PROBLEM SET ->
1. Repeat word for word the part of the passage on Swift error handling below, starting at "To tell the" and ending at "let a: Int? = ...".
2. Carry on writing the passage on Swift error handling below, picking up right after its final sentence.

Yes, I know the pain of nested monads and I don't want to encourage
monadic error handling with awful nests.

To tell the truth, I ultimately desire to unify `Optional`s, `throws`
and `Result`s.

We have already had `Optional`s which can be used in a monadic way. To
prevent excessive monadic handling, I think we need Automatic
Propagation for `Optional`s.

// Automatic Propagation for `Optional`s
let a: Int? = ...
let b: Int? = ...

do {
  let sum: Int = (try a) + (try b)
  ...
} catch { // if `a` and/or `b` are `nil`
  ...
}

Although "Error Handling Rational and Proposal" says `Optional`s
should be used for simple domain errors and are suitable for Manual
Propagation, I think Automatic Propagation is also useful for
`Optional`s. We get `nil` not only as errors but also as empty values.
Our codes are full of `Optional`s. Handling them manually costs a lot.
So I think it is good to have Automatic Propagation for `Optional`s.

However it is confusing to mix `Optional`s and `throws` functions with
the same keyword `try`. So I think something like `typealias
Optional<T> = Result<T, NilError>`, which could be identical in a
binary form to current `Optional` with `struct NilError: ErrorType
{}`, and unified `throws` and `Result`s would be better. Then we would
have only `Result`s, but it could be used as `Optional`s and `throws`.

A block of data:

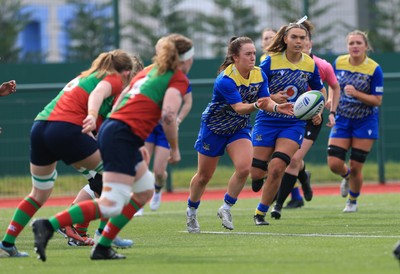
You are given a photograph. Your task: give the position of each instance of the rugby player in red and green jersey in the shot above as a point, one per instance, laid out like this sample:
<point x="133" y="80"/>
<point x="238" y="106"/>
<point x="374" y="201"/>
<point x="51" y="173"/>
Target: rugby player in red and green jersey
<point x="156" y="93"/>
<point x="57" y="134"/>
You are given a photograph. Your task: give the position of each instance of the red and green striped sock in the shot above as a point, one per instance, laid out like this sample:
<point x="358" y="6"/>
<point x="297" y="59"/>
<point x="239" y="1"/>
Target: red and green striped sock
<point x="85" y="211"/>
<point x="115" y="224"/>
<point x="22" y="215"/>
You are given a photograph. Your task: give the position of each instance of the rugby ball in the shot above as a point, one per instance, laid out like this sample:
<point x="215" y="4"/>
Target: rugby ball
<point x="308" y="104"/>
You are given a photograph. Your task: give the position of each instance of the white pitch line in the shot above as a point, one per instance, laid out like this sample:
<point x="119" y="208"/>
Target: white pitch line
<point x="299" y="235"/>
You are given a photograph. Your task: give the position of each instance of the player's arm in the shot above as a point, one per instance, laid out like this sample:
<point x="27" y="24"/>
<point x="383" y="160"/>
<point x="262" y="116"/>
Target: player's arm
<point x="96" y="98"/>
<point x="368" y="99"/>
<point x="8" y="87"/>
<point x="186" y="107"/>
<point x="171" y="104"/>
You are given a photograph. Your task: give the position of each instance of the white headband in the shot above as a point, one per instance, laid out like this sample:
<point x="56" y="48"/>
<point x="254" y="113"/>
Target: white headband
<point x="187" y="55"/>
<point x="302" y="20"/>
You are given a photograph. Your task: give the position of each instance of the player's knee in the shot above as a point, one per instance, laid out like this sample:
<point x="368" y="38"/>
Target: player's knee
<point x="44" y="182"/>
<point x="89" y="191"/>
<point x="144" y="183"/>
<point x="116" y="196"/>
<point x="338" y="152"/>
<point x="258" y="181"/>
<point x="96" y="183"/>
<point x="257" y="163"/>
<point x="358" y="155"/>
<point x="283" y="156"/>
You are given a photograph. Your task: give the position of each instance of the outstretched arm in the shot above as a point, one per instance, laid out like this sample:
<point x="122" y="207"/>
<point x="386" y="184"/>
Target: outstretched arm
<point x="8" y="87"/>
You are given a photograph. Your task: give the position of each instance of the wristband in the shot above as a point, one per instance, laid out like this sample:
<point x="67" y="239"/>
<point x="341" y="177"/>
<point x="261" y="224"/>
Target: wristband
<point x="93" y="113"/>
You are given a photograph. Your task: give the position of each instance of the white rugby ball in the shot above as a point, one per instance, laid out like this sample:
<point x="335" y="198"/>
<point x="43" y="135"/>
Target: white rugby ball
<point x="308" y="104"/>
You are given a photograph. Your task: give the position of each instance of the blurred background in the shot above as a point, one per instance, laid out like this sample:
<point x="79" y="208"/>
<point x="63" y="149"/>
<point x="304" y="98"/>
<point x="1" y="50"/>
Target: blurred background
<point x="45" y="43"/>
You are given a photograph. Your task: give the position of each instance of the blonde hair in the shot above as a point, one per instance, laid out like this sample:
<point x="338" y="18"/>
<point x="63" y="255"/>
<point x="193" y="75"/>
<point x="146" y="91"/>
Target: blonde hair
<point x="364" y="35"/>
<point x="234" y="46"/>
<point x="115" y="61"/>
<point x="278" y="42"/>
<point x="168" y="49"/>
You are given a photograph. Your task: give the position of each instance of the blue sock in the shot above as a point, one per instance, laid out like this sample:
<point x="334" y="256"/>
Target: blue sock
<point x="296" y="194"/>
<point x="261" y="208"/>
<point x="229" y="200"/>
<point x="193" y="204"/>
<point x="353" y="197"/>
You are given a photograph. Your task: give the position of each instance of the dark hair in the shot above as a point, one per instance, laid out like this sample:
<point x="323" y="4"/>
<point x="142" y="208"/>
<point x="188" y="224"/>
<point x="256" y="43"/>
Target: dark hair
<point x="168" y="50"/>
<point x="234" y="46"/>
<point x="309" y="26"/>
<point x="115" y="61"/>
<point x="278" y="43"/>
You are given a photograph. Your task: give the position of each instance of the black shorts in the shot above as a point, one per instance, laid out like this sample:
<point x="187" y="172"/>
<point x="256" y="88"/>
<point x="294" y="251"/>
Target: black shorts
<point x="119" y="147"/>
<point x="52" y="141"/>
<point x="312" y="131"/>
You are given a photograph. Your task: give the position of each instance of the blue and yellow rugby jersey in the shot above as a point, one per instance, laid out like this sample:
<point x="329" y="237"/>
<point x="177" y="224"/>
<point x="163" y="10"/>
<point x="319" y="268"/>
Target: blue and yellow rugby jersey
<point x="231" y="88"/>
<point x="294" y="79"/>
<point x="367" y="78"/>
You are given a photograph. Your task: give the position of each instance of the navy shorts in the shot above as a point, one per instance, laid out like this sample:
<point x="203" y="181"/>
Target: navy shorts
<point x="366" y="128"/>
<point x="265" y="135"/>
<point x="52" y="141"/>
<point x="158" y="138"/>
<point x="312" y="131"/>
<point x="119" y="147"/>
<point x="213" y="145"/>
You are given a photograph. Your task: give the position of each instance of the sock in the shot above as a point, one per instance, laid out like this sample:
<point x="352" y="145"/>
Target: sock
<point x="302" y="175"/>
<point x="157" y="188"/>
<point x="192" y="207"/>
<point x="22" y="215"/>
<point x="229" y="201"/>
<point x="296" y="193"/>
<point x="82" y="212"/>
<point x="286" y="187"/>
<point x="261" y="209"/>
<point x="115" y="224"/>
<point x="347" y="175"/>
<point x="88" y="174"/>
<point x="82" y="228"/>
<point x="353" y="197"/>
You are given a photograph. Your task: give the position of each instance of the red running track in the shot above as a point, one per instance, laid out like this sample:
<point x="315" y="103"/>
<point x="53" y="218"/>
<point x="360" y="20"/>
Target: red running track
<point x="216" y="194"/>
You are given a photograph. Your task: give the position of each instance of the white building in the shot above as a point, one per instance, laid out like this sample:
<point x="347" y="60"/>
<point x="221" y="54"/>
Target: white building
<point x="45" y="33"/>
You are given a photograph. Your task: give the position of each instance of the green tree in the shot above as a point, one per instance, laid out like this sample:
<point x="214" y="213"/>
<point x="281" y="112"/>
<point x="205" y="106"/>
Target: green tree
<point x="234" y="18"/>
<point x="152" y="19"/>
<point x="12" y="22"/>
<point x="90" y="30"/>
<point x="292" y="10"/>
<point x="384" y="25"/>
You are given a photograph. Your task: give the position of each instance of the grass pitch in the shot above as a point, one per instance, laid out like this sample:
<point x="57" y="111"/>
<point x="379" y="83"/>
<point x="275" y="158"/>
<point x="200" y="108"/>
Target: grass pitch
<point x="317" y="238"/>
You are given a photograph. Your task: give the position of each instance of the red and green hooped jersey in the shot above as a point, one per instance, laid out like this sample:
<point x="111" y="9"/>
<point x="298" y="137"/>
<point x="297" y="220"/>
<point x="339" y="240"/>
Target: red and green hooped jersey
<point x="70" y="105"/>
<point x="141" y="106"/>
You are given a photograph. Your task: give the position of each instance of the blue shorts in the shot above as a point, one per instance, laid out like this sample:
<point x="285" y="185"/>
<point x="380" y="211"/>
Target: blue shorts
<point x="312" y="131"/>
<point x="119" y="147"/>
<point x="213" y="145"/>
<point x="52" y="141"/>
<point x="367" y="128"/>
<point x="265" y="135"/>
<point x="158" y="138"/>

EXPECTED RESPONSES ->
1.
To tell the truth, I ultimately desire to unify `Optional`s, `throws`
and `Result`s.

We have already had `Optional`s which can be used in a monadic way. To
prevent excessive monadic handling, I think we need Automatic
Propagation for `Optional`s.

// Automatic Propagation for `Optional`s
let a: Int? = ...

2.
Although `Result`s might make it possible to abuse monadic error
handling, problems of abuses are also true for other language
features: e.g. `(Float, Float)` as `Vector2` instead of `struct
Vector2 { ... }` for tuples. Even if we keep `Optional`s and `throws`
separated, `Optional`s can be handled monadically and we need to
encourage people how and when to use them to prevent abuses. I think
language features cannot prevent abuses, and it is a role of coding
guidelines.

So I think it is good to unify `Optional`s, `throws` and `Result`s.
But because it seemed too radical, I proposed the part of it at first:
`throws -> Foo` as a syntactic sugar of `-> Result<Foo>`.

I'd rather see us adopt an
extensible algebraic effects system, something like http://www.eff-lang.org,
which provides a framework for `throws`, `async` and other control flow
effects to be cleanly composed and abstracted over. I see `throws` as the
first seed of that.

Thank you for the information. Because I am not familiar with Eff, I
will check it. If it composes multiple abstractions well, it must be
great!

-- Yuta

···

2016-03-15 2:23 GMT+09:00 Joe Groff <jgroff@apple.com>:


(Joe Groff) #8

Yeah, we extensively discussed adding a Result type internally, but
ultimately couldn't justify it. The only real use case we could see in the
wild was for threading errors through CPS-inversion-style abstractions like
async promises, something we hope to provide proper language support for.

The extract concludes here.